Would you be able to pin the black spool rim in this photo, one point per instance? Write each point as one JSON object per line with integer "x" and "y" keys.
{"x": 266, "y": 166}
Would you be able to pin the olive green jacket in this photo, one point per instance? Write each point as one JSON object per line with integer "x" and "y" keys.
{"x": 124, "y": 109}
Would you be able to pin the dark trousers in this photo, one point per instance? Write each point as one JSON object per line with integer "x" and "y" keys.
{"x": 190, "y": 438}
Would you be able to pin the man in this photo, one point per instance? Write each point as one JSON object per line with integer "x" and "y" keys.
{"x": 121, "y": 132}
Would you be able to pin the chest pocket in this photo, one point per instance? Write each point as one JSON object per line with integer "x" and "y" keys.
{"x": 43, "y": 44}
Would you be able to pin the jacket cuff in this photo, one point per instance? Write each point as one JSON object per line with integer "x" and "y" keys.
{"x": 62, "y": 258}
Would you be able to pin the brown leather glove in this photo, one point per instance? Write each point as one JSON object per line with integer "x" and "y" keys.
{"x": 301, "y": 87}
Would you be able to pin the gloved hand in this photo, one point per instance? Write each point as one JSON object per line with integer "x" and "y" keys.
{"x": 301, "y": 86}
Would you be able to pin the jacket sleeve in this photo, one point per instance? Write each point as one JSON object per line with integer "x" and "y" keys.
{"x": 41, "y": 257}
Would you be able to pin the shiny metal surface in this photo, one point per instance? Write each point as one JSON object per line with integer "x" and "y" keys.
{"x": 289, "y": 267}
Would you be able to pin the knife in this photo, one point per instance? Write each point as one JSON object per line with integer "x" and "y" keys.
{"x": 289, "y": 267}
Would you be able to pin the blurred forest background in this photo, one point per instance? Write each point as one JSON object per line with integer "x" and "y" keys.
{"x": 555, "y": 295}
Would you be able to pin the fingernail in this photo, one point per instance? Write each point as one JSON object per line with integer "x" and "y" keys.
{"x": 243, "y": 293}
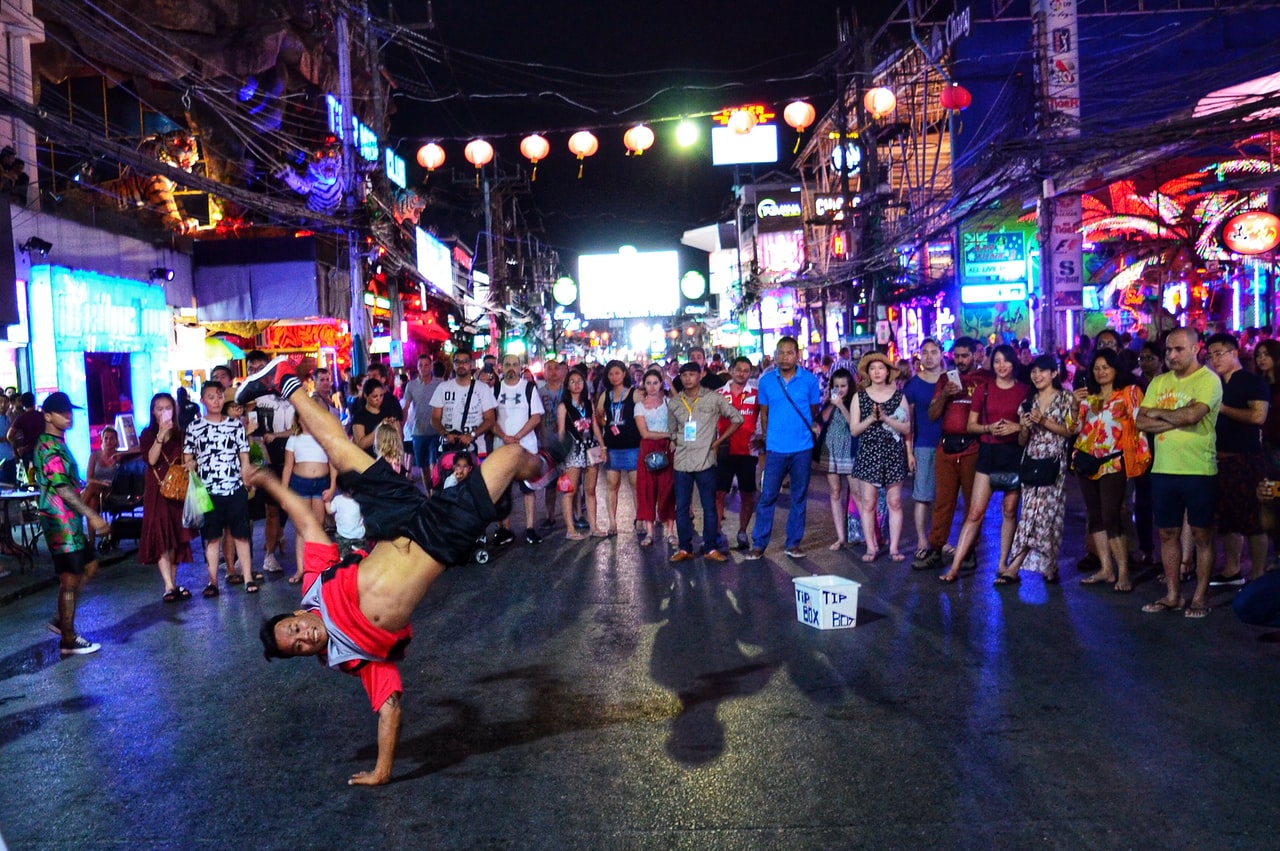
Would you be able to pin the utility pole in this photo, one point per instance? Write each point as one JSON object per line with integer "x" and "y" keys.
{"x": 359, "y": 326}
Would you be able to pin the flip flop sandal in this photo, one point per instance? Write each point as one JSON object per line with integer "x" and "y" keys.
{"x": 1161, "y": 605}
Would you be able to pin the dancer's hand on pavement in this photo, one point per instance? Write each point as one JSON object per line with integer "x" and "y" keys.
{"x": 368, "y": 778}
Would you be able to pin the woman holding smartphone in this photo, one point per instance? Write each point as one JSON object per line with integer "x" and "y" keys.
{"x": 995, "y": 416}
{"x": 165, "y": 541}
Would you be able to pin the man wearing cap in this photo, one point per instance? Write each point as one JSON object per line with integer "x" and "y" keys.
{"x": 956, "y": 460}
{"x": 789, "y": 398}
{"x": 694, "y": 415}
{"x": 60, "y": 509}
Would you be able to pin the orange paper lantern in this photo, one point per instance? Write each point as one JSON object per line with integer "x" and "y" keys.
{"x": 583, "y": 145}
{"x": 430, "y": 156}
{"x": 534, "y": 147}
{"x": 880, "y": 101}
{"x": 638, "y": 140}
{"x": 799, "y": 114}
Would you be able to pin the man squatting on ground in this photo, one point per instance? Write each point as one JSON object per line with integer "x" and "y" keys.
{"x": 356, "y": 617}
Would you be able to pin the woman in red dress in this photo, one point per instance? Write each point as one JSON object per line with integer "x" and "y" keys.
{"x": 165, "y": 541}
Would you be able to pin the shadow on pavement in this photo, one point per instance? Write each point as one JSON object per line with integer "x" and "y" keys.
{"x": 554, "y": 710}
{"x": 28, "y": 721}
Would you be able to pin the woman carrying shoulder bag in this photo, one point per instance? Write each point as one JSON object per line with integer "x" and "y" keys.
{"x": 1048, "y": 422}
{"x": 1109, "y": 452}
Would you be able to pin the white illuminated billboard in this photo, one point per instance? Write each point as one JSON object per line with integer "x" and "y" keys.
{"x": 630, "y": 283}
{"x": 434, "y": 261}
{"x": 740, "y": 149}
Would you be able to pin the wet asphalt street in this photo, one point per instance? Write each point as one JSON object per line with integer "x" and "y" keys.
{"x": 590, "y": 695}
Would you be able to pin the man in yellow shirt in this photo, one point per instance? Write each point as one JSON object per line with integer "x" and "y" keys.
{"x": 1180, "y": 410}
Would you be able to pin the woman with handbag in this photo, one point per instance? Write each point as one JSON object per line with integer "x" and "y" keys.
{"x": 1109, "y": 452}
{"x": 165, "y": 541}
{"x": 996, "y": 417}
{"x": 885, "y": 457}
{"x": 616, "y": 415}
{"x": 585, "y": 456}
{"x": 656, "y": 481}
{"x": 837, "y": 449}
{"x": 1048, "y": 422}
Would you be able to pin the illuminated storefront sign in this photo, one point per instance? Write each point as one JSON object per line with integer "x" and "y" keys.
{"x": 991, "y": 293}
{"x": 1252, "y": 233}
{"x": 366, "y": 141}
{"x": 999, "y": 255}
{"x": 78, "y": 314}
{"x": 394, "y": 168}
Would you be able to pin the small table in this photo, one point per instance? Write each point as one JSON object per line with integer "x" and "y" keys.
{"x": 23, "y": 550}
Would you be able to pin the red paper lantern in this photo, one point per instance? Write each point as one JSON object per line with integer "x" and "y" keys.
{"x": 583, "y": 145}
{"x": 955, "y": 97}
{"x": 430, "y": 156}
{"x": 478, "y": 152}
{"x": 535, "y": 147}
{"x": 880, "y": 101}
{"x": 799, "y": 114}
{"x": 638, "y": 140}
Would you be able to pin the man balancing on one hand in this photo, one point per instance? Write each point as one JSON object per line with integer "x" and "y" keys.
{"x": 356, "y": 617}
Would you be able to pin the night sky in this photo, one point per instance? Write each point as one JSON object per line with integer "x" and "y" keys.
{"x": 612, "y": 60}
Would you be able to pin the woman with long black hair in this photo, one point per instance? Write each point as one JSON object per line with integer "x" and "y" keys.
{"x": 995, "y": 415}
{"x": 1048, "y": 422}
{"x": 1110, "y": 435}
{"x": 616, "y": 415}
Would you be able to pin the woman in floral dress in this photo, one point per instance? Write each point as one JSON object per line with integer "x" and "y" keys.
{"x": 1048, "y": 420}
{"x": 839, "y": 449}
{"x": 1107, "y": 429}
{"x": 885, "y": 456}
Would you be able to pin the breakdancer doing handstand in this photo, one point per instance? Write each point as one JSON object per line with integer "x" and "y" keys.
{"x": 355, "y": 613}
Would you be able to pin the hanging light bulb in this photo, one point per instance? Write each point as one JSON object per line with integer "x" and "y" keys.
{"x": 534, "y": 147}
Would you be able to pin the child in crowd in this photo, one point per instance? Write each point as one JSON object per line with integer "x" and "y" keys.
{"x": 389, "y": 444}
{"x": 350, "y": 527}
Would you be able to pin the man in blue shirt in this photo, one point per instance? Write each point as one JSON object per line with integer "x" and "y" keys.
{"x": 926, "y": 435}
{"x": 789, "y": 399}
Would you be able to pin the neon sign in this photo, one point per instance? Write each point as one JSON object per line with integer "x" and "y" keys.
{"x": 1252, "y": 233}
{"x": 762, "y": 114}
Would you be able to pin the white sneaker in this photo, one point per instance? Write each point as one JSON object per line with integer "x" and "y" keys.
{"x": 82, "y": 646}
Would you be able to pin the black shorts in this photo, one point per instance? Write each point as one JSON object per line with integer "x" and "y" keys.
{"x": 74, "y": 562}
{"x": 231, "y": 513}
{"x": 741, "y": 467}
{"x": 447, "y": 525}
{"x": 999, "y": 457}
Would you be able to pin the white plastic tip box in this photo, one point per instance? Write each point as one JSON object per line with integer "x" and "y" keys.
{"x": 827, "y": 602}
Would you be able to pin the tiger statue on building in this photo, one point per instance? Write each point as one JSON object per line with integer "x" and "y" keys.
{"x": 135, "y": 190}
{"x": 323, "y": 183}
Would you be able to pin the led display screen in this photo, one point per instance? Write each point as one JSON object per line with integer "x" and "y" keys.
{"x": 630, "y": 283}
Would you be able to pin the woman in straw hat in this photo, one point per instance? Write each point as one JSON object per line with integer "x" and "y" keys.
{"x": 885, "y": 456}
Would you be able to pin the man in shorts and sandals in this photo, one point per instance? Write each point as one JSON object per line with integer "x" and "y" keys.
{"x": 60, "y": 511}
{"x": 355, "y": 613}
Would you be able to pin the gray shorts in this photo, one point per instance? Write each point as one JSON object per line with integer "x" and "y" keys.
{"x": 924, "y": 488}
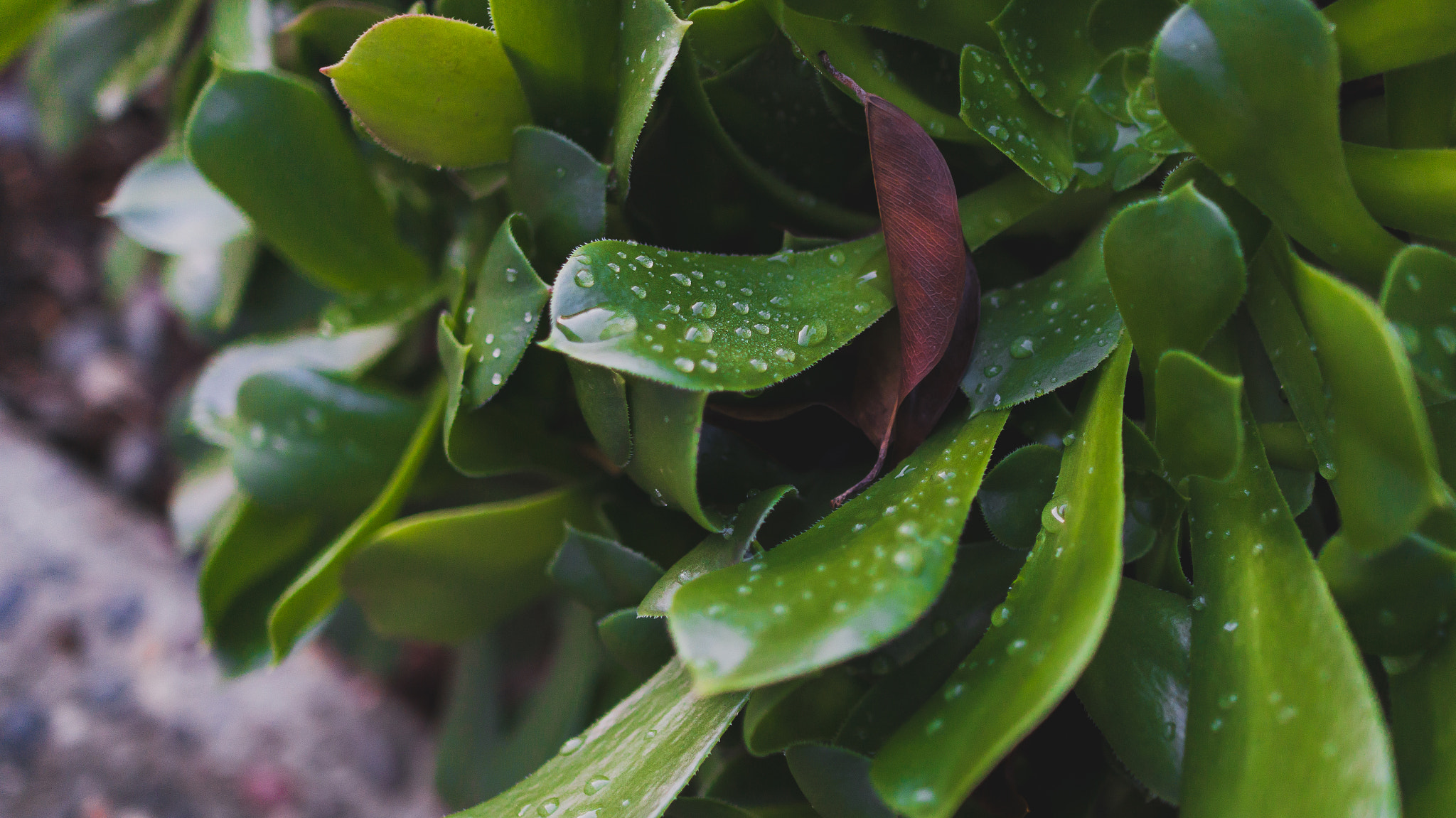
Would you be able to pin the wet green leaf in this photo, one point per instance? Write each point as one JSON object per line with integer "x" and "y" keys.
{"x": 1043, "y": 334}
{"x": 1398, "y": 601}
{"x": 644, "y": 751}
{"x": 997, "y": 108}
{"x": 1050, "y": 50}
{"x": 1136, "y": 687}
{"x": 561, "y": 190}
{"x": 318, "y": 590}
{"x": 1197, "y": 418}
{"x": 1177, "y": 273}
{"x": 1388, "y": 476}
{"x": 1254, "y": 89}
{"x": 276, "y": 149}
{"x": 215, "y": 397}
{"x": 717, "y": 551}
{"x": 1378, "y": 36}
{"x": 707, "y": 322}
{"x": 1423, "y": 718}
{"x": 305, "y": 440}
{"x": 1420, "y": 300}
{"x": 1044, "y": 633}
{"x": 433, "y": 89}
{"x": 798, "y": 711}
{"x": 883, "y": 565}
{"x": 601, "y": 574}
{"x": 447, "y": 576}
{"x": 1278, "y": 683}
{"x": 1015, "y": 493}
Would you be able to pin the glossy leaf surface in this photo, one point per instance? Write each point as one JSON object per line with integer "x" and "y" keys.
{"x": 277, "y": 150}
{"x": 1254, "y": 89}
{"x": 1043, "y": 334}
{"x": 1136, "y": 687}
{"x": 705, "y": 322}
{"x": 434, "y": 91}
{"x": 883, "y": 558}
{"x": 644, "y": 751}
{"x": 1044, "y": 633}
{"x": 1278, "y": 684}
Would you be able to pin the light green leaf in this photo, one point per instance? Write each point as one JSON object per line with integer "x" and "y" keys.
{"x": 643, "y": 751}
{"x": 707, "y": 322}
{"x": 1044, "y": 633}
{"x": 434, "y": 91}
{"x": 846, "y": 586}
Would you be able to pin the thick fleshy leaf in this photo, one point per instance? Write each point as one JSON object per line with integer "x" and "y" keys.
{"x": 1423, "y": 719}
{"x": 707, "y": 322}
{"x": 798, "y": 711}
{"x": 1177, "y": 273}
{"x": 318, "y": 590}
{"x": 1396, "y": 603}
{"x": 1420, "y": 300}
{"x": 1044, "y": 633}
{"x": 601, "y": 574}
{"x": 213, "y": 412}
{"x": 1388, "y": 476}
{"x": 1043, "y": 334}
{"x": 561, "y": 190}
{"x": 1015, "y": 493}
{"x": 717, "y": 551}
{"x": 1136, "y": 687}
{"x": 273, "y": 144}
{"x": 447, "y": 576}
{"x": 1049, "y": 45}
{"x": 852, "y": 583}
{"x": 1254, "y": 89}
{"x": 305, "y": 440}
{"x": 997, "y": 108}
{"x": 434, "y": 91}
{"x": 1378, "y": 36}
{"x": 1278, "y": 683}
{"x": 1197, "y": 418}
{"x": 644, "y": 751}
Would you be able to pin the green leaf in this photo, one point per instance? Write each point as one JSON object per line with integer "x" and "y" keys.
{"x": 434, "y": 91}
{"x": 1043, "y": 334}
{"x": 869, "y": 569}
{"x": 213, "y": 412}
{"x": 305, "y": 440}
{"x": 1136, "y": 687}
{"x": 1254, "y": 89}
{"x": 1418, "y": 298}
{"x": 561, "y": 190}
{"x": 717, "y": 551}
{"x": 1397, "y": 603}
{"x": 277, "y": 150}
{"x": 447, "y": 576}
{"x": 1015, "y": 493}
{"x": 318, "y": 590}
{"x": 1278, "y": 684}
{"x": 601, "y": 574}
{"x": 1379, "y": 36}
{"x": 707, "y": 322}
{"x": 1049, "y": 45}
{"x": 478, "y": 759}
{"x": 1388, "y": 476}
{"x": 1423, "y": 715}
{"x": 1177, "y": 273}
{"x": 798, "y": 711}
{"x": 1044, "y": 633}
{"x": 644, "y": 751}
{"x": 1197, "y": 418}
{"x": 996, "y": 107}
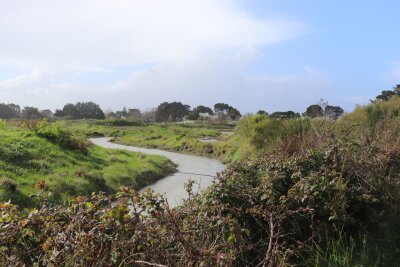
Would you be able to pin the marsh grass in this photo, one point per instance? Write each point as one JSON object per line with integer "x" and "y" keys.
{"x": 27, "y": 158}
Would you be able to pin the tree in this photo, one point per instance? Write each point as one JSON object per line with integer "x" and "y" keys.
{"x": 195, "y": 113}
{"x": 89, "y": 110}
{"x": 285, "y": 115}
{"x": 30, "y": 113}
{"x": 385, "y": 95}
{"x": 81, "y": 110}
{"x": 174, "y": 111}
{"x": 262, "y": 112}
{"x": 8, "y": 111}
{"x": 233, "y": 113}
{"x": 224, "y": 110}
{"x": 333, "y": 112}
{"x": 314, "y": 111}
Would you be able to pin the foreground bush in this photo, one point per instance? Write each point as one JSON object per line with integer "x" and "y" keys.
{"x": 286, "y": 207}
{"x": 58, "y": 135}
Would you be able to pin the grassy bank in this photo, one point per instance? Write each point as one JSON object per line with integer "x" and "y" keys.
{"x": 30, "y": 161}
{"x": 184, "y": 138}
{"x": 300, "y": 192}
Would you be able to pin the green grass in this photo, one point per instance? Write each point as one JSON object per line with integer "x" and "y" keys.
{"x": 175, "y": 137}
{"x": 182, "y": 138}
{"x": 28, "y": 159}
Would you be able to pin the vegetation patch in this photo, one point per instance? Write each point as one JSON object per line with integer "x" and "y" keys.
{"x": 68, "y": 165}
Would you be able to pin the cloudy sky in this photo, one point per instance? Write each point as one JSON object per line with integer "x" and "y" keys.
{"x": 254, "y": 54}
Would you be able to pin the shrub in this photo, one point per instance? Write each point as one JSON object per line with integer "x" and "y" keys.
{"x": 3, "y": 124}
{"x": 8, "y": 184}
{"x": 60, "y": 136}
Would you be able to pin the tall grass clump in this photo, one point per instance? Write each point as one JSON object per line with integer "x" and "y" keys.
{"x": 258, "y": 133}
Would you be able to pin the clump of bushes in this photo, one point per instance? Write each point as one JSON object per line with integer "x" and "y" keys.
{"x": 3, "y": 124}
{"x": 60, "y": 136}
{"x": 119, "y": 122}
{"x": 8, "y": 185}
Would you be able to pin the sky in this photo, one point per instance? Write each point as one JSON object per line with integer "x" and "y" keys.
{"x": 252, "y": 54}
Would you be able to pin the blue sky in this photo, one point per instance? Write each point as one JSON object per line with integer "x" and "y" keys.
{"x": 271, "y": 55}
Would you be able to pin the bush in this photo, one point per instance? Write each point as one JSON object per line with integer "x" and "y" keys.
{"x": 3, "y": 124}
{"x": 60, "y": 136}
{"x": 8, "y": 185}
{"x": 119, "y": 122}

Exercise directions:
Starting with the line that contains "Would you be able to pin the foreground", repeat each line through the last one exactly as it appears. Include both ends and nothing more.

Final result:
Would you be able to pin the foreground bush in this photo, one point per instance? Write each point as one JSON object per line with integer "x" and "y" keys.
{"x": 286, "y": 207}
{"x": 58, "y": 135}
Would you be able to pin the grassy bank in this photo, one point per instance? Write each point as one JSON object per line with integer "x" and "y" keys.
{"x": 30, "y": 161}
{"x": 184, "y": 138}
{"x": 300, "y": 192}
Would you be able to pin the green grass in this photo, one point per instance? Write each point as one JSON object per line with integer "x" and "y" keys.
{"x": 175, "y": 137}
{"x": 182, "y": 138}
{"x": 28, "y": 159}
Would you be able to pin the vegetation patch in this photo, one point per instance? Write each point as one JSON object per line with integer "x" and "y" keys.
{"x": 68, "y": 165}
Would you be able to pin the cloudy sky in this photo, one point per instance? Write each point as one JSON object per line with integer "x" and "y" keys.
{"x": 254, "y": 54}
Would you be able to pin the shrub in this photo, one point per instance? Write each point as one JSON object per line with integer "x" and "y" keys.
{"x": 3, "y": 124}
{"x": 8, "y": 184}
{"x": 60, "y": 136}
Would you be able to pin the tall grass clump in this photo, one point per instance? Write each point as one JSON object per line with integer "x" and "y" keys.
{"x": 258, "y": 133}
Would you be able to pin the clump of bushes in this photo, one point per instance? Write each point as one JSON object per line with integer "x" and "y" keys.
{"x": 3, "y": 124}
{"x": 60, "y": 136}
{"x": 119, "y": 122}
{"x": 8, "y": 185}
Would you be able to pin the sky in this photo, one point per instance? Write each point as one JSON object per line with integer "x" and "y" keys.
{"x": 252, "y": 54}
Would you be able to pin the blue sky in this photo, one point per instance? Write each point as one JSON object per line with integer "x" and "y" keys.
{"x": 271, "y": 55}
Would you be able to pin the bush in this photo, one point per instance? Write each point as one JSON object per line with integer "x" and "y" keys.
{"x": 3, "y": 124}
{"x": 60, "y": 136}
{"x": 8, "y": 185}
{"x": 119, "y": 122}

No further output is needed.